### Task to carry out
The records below need to be repeated exactly, with every picture left out.
##### Supplied records
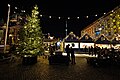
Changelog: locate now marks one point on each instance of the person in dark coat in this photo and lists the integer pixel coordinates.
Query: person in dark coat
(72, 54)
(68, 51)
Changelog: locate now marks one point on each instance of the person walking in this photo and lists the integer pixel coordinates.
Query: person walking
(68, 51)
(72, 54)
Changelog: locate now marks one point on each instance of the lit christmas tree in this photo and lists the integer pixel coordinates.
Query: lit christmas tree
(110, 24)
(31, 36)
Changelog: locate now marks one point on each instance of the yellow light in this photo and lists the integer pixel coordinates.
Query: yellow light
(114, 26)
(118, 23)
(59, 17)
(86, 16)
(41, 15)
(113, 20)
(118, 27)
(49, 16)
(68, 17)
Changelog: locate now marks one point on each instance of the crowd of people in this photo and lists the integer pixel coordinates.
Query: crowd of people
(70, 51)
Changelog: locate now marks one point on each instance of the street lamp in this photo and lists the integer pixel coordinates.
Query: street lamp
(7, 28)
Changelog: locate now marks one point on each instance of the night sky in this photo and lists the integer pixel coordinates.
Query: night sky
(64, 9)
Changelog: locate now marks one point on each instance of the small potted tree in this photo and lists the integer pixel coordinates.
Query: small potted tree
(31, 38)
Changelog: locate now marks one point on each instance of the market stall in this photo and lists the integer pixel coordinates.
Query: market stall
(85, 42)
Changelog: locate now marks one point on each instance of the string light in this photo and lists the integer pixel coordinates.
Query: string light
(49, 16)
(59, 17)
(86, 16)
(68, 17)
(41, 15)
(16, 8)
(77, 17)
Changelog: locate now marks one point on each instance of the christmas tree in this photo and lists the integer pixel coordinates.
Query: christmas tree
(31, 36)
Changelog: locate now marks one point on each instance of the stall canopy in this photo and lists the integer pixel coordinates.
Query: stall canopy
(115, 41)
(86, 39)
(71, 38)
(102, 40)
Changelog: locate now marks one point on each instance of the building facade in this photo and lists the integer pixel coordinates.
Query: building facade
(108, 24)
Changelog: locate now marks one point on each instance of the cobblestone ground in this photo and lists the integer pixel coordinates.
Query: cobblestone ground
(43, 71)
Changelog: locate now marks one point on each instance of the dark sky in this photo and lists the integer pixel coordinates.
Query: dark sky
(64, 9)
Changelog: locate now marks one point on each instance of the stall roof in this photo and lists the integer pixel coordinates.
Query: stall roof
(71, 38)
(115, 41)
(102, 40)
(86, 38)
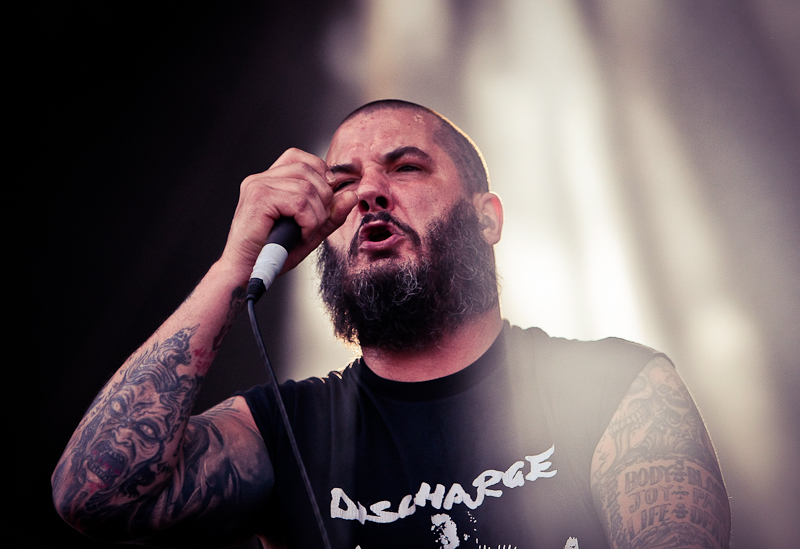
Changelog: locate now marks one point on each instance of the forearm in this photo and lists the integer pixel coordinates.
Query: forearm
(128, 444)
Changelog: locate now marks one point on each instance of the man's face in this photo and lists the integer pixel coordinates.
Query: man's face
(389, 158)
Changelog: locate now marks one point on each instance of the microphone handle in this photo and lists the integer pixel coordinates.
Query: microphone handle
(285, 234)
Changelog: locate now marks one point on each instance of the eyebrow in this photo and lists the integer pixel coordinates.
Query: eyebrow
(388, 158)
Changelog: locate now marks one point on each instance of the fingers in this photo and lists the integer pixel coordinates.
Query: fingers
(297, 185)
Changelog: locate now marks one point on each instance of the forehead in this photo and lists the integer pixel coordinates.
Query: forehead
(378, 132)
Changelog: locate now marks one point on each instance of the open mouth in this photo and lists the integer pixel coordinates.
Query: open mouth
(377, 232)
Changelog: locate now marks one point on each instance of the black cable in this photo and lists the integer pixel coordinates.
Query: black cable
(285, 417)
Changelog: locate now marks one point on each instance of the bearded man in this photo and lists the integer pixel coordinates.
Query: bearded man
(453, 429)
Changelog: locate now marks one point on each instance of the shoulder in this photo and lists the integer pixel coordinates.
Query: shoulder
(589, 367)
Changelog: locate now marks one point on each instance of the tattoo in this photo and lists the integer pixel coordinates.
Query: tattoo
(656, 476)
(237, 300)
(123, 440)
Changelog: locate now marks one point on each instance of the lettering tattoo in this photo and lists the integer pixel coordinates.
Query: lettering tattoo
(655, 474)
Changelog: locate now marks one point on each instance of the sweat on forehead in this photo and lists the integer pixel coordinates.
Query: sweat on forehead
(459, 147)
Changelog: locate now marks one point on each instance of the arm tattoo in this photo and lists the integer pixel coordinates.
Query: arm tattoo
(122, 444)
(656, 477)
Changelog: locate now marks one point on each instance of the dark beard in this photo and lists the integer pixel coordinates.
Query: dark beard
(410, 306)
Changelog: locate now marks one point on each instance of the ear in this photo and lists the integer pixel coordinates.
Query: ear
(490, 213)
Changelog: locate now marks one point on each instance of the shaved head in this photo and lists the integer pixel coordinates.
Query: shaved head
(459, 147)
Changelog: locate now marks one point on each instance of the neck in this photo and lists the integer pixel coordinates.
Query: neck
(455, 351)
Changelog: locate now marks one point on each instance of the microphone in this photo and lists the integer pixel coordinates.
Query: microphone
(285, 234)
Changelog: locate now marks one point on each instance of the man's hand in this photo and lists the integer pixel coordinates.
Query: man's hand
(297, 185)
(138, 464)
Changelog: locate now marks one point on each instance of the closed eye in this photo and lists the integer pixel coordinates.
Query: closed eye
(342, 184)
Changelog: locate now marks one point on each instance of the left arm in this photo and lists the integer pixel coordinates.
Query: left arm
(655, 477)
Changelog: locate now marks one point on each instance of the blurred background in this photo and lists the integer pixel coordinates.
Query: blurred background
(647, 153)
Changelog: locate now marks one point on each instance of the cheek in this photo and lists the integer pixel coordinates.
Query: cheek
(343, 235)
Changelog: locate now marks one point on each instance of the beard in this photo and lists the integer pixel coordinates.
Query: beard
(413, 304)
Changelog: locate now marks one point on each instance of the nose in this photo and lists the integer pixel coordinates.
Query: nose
##########
### Written answer
Changelog: locate now marks one point on each instance of the person in dark coat in this photo and lists the integer pixel coordinates.
Query: person in dark coat
(72, 54)
(68, 51)
Changelog: locate now marks one point on each instance of the person walking in this photo and lists the integer pixel coordinates.
Query: person walking
(68, 51)
(72, 54)
Changelog: locate now marks one point on each instance of the lit christmas tree in this photo and lists the integer pixel coordinates.
Query: lit christmas tree
(110, 24)
(31, 36)
Changelog: locate now marks one point on each instance of the yellow light in this photo and lists the integer pixel coordinates.
Query: yellow light
(114, 26)
(118, 23)
(59, 17)
(86, 16)
(41, 15)
(113, 20)
(118, 27)
(49, 16)
(68, 17)
Changelog: locate now marks one point on each instance of the crowd of people in this photo and lists the integer pixel coordinates.
Query: crowd of people
(70, 51)
Changelog: locate now marks one point on each instance of the street lamp in this photo and lists the integer pixel coordinates.
Query: street lamp
(7, 28)
Changelog: locate now marks one point on each instance of the night sky in this photo and lists the integer pixel coordinates.
Query: night sky
(64, 9)
Changelog: locate now marks one point on each instance of the small potted tree in this photo and lists the integer pixel coordinates.
Query: small potted tree
(31, 38)
Changelog: locate now marks one point on each instance of the market stall in this photo and lists the integer pixel coordinates.
Query: market stall
(85, 42)
Changelog: locate now marks one point on each instance of the string light in this photo and lists the integer pixel coordinates.
Query: string light
(49, 16)
(59, 17)
(86, 16)
(68, 17)
(41, 15)
(16, 8)
(77, 17)
Changelog: locate now marks one point on each instance of the christmas tree in this photo and lists the integer pixel coordinates.
Query: christmas tree
(31, 36)
Changelog: locate now marks one point on each instance of the stall canopy in this photo and lists the integer pixel coordinates.
Query: stall canopy
(115, 41)
(86, 39)
(71, 38)
(102, 40)
Changelog: locate now marks one point on each instance of the building facade in this photo and lists the integer pixel coordinates.
Query: building facade
(108, 24)
Changelog: locate now marks one point on each instance of the cobblestone ground in this photo and lists the integer pixel coordinates.
Query: cobblestone ground
(43, 71)
Changelog: locate now marks one point on each instance of the dark sky in this photo and lists the integer pixel coordinates.
Query: dark sky
(64, 9)
Changelog: locate now marks one point on each instance of the stall roof in this photo and lists the integer pixel coordinates.
Query: stall roof
(71, 38)
(115, 41)
(102, 40)
(86, 38)
Changelog: locate now marks one point on each instance of the forearm in this photo and lists the integer pixel coordinates.
Query: forearm
(128, 444)
Changelog: locate now marks one point on each instance of the man's face in this photo and lists the integer pixel coordinates.
Query: man's face
(389, 158)
Changelog: locate now marks one point on each instance of the microphone handle in this photo and lists the integer pixel coordinates.
Query: microphone handle
(285, 234)
Changelog: locate now marks one point on each instance of the eyebrow in this photo and lists the integer pixel coordinates.
Query: eyebrow
(388, 158)
Changelog: locate now marks one point on each instance of the fingers in this photo and lists the integer pixel coordinates.
Query: fingers
(297, 185)
Changelog: locate now marks one point on each instance of the forehead in this photo and lists the integer pixel coordinates.
Query: forehead
(378, 132)
Changelog: locate now marks one point on each instance of the open mouth in this photo and lists the integer pixel coordinates.
Query: open mouth
(377, 232)
Changelog: locate now marks one point on each instance of the black cable in this photo and lists the integer pixel coordinates.
Query: black cable
(285, 417)
Changelog: locate now marks one point on each instance of the bearded man in this photo and lists the integer pixel coordinates.
Query: bearded man
(453, 429)
Changelog: locate now marks one point on each instance of the shoulder in this photo and lists the integer pixel coordinates.
Query: shoulder
(589, 367)
Changelog: locate now marks one point on each instance of the tattoo in this photo and lists the integer pixel coordinates.
Query: tattoo
(656, 476)
(237, 300)
(123, 440)
Changelog: locate now marks one point on each instance of the lettering tattoo in this photo and lists the integer pixel coordinates.
Query: lettering tattoo
(655, 474)
Changelog: locate now marks one point on each instance of the sweat on forehead in this photo and lists the integer pixel coordinates.
Query: sweat on forehead
(459, 147)
Changelog: locate now marks one point on each instance of the arm tattoo in this photo and lists the integer pixel coordinates.
Query: arm tattoo
(122, 444)
(656, 477)
Changelog: locate now marks one point on each instance of the dark beard in this photo and lists the integer pixel coordinates.
Query: dark beard
(410, 306)
Changelog: locate now marks one point on each instance of the ear in this photo and lists the integer pixel coordinates.
Query: ear
(490, 213)
Changelog: locate now marks one point on each instance of the shaved head in this photo and lists the integer pixel coordinates.
Query: shaved head
(459, 147)
Changelog: locate now marks one point on each instance of the neck in this photo and lists the integer pixel coordinates.
Query: neck
(455, 351)
Changelog: locate now marks one point on each instance of the microphone in this photo and lists the integer pixel coordinates.
Query: microphone
(285, 234)
Changelog: locate now marks one point on each instance of the man's hand in this photo and lists the integer pixel coordinates.
Query: man's hand
(297, 185)
(138, 464)
Changelog: locate now marks one point on each instance of the closed eye in this photo and lists the integer pixel coordinates.
Query: closed eye
(342, 184)
Changelog: locate now marks one point on each instance of the left arm in this photo and lists the integer pixel coordinates.
Query: left arm
(655, 477)
Changelog: locate now marks one point on each instance of the blurred background in this photo and lists the integer pixel coordinates.
Query: blurred background
(647, 153)
Changelog: locate now marks one point on each instance of the cheek in this photo and lists the integer pixel coordinates.
Query: cheek
(343, 235)
Changelog: locate now marks one point on each instance of the beard in this photo and lists the integer pixel coordinates.
Query: beard
(413, 304)
Changelog: locate now marks one point on each instance of the nose in this photo and lists the integer pixel coordinates.
Query: nose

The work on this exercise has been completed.